= TASK ITEM A =
Repeat the passage of the Minnesota jobs article from "ST PAUL — The" to "Thursday, Aug. 18.", substituting "Wednesday" for "Thursday".
= TASK ITEM B =
Using the Minnesota jobs article, decide whether each statement agrees with it: (i) the national unemployment rate rose to 3.5% in July; (ii) leisure and hospitality added 6,700 jobs in July; (iii) construction added more jobs than government in July. Answer yes or no for each and quote the deciding words.

Unemployment remains at record low as Minnesota adds 19,100 jobs
New job numbers from the Minnesota Department of Employment and Economic Development show seasonally-adjusted unemployment held at 1.8% in July, holding at an all-time low reached in June.
ST PAUL — The unemployment rate in Minnesota last month remained at a record low as the state added 19,100 jobs, according to a state jobs report released Thursday, Aug. 18.
New job numbers from the Minnesota Department of Employment and Economic Development show seasonally-adjusted unemployment held at 1.8% in July, holding at an all-time low reached in June. The state continues to outperform the national unemployment rate. In July, the national unemployment rate fell one-tenth of a percent to 3.5% — still nearly twice that of Minnesota’s.
July job growth significantly outpaced June, when the state economy saw 1,000 new jobs. At 0.7%, Minnesota’s job growth rate is more than double that of the national rate of 0.3%.
“Despite a very tight labor market, employers are hiring at a fast rate, and continue to offer ample opportunities for Minnesotans seeking good-paying jobs,” DEED Commissioner Steve Grove said in a statement about the new jobs numbers.
Leisure and hospitality was the leading growth sector in July, adding 6,700 jobs. Government added 4,500, professional and business services added 3,900 and construction added 1,100. Since the beginning of the year, leisure and hospitality has had the most growth of any sector, adding more than 23,000 jobs, state numbers show.

(Stored items)
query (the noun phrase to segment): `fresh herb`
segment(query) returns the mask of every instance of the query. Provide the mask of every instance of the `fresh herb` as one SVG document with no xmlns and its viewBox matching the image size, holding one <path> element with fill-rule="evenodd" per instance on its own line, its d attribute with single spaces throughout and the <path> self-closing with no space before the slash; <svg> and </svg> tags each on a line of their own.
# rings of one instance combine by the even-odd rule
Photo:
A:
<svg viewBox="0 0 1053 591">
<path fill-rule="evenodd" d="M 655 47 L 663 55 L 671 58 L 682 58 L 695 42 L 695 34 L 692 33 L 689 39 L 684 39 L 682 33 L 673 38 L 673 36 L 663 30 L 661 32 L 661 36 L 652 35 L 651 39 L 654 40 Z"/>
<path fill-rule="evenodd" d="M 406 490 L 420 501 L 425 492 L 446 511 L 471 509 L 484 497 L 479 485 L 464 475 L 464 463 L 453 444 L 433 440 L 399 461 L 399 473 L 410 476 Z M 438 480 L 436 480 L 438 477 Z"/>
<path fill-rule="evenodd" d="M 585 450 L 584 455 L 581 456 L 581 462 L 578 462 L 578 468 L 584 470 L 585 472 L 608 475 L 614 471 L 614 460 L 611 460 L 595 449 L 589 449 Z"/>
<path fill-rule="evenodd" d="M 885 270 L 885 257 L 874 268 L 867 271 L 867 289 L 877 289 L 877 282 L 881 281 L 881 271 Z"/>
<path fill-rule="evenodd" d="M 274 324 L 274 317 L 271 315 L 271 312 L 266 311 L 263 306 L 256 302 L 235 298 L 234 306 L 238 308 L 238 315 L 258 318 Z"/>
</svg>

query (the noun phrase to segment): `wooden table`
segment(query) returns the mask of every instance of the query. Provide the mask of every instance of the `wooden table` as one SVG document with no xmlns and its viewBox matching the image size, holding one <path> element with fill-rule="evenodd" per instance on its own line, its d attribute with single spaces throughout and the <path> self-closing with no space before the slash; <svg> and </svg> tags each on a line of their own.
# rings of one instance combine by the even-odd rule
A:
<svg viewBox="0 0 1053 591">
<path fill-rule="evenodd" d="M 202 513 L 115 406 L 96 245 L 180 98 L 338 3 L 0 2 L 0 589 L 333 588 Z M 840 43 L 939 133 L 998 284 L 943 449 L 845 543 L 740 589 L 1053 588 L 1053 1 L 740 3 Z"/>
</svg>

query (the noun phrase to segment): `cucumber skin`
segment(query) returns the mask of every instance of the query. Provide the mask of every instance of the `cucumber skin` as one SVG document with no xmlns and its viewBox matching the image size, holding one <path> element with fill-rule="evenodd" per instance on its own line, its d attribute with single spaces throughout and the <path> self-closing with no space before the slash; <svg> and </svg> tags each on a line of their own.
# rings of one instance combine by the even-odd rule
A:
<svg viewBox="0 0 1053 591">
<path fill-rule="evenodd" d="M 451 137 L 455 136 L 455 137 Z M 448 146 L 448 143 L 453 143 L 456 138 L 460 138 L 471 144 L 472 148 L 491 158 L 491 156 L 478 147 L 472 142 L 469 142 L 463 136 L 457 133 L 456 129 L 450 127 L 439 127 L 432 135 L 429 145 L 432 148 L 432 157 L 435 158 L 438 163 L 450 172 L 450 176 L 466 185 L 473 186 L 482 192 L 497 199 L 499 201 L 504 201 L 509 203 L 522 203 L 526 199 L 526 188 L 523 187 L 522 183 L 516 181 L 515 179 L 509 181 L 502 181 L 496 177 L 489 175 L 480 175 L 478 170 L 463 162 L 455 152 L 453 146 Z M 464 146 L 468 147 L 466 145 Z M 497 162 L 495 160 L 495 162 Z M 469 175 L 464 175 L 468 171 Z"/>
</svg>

= RESPONSE BOX A =
ST PAUL — The unemployment rate in Minnesota last month remained at a record low as the state added 19,100 jobs, according to a state jobs report released Wednesday, Aug. 18.

= RESPONSE BOX B =
(i) No: "the national unemployment rate fell one-tenth of a percent to 3.5%"
(ii) Yes: "Leisure and hospitality was the leading growth sector in July, adding 6,700 jobs."
(iii) No: "Government added 4,500, professional and business services added 3,900 and construction added 1,100."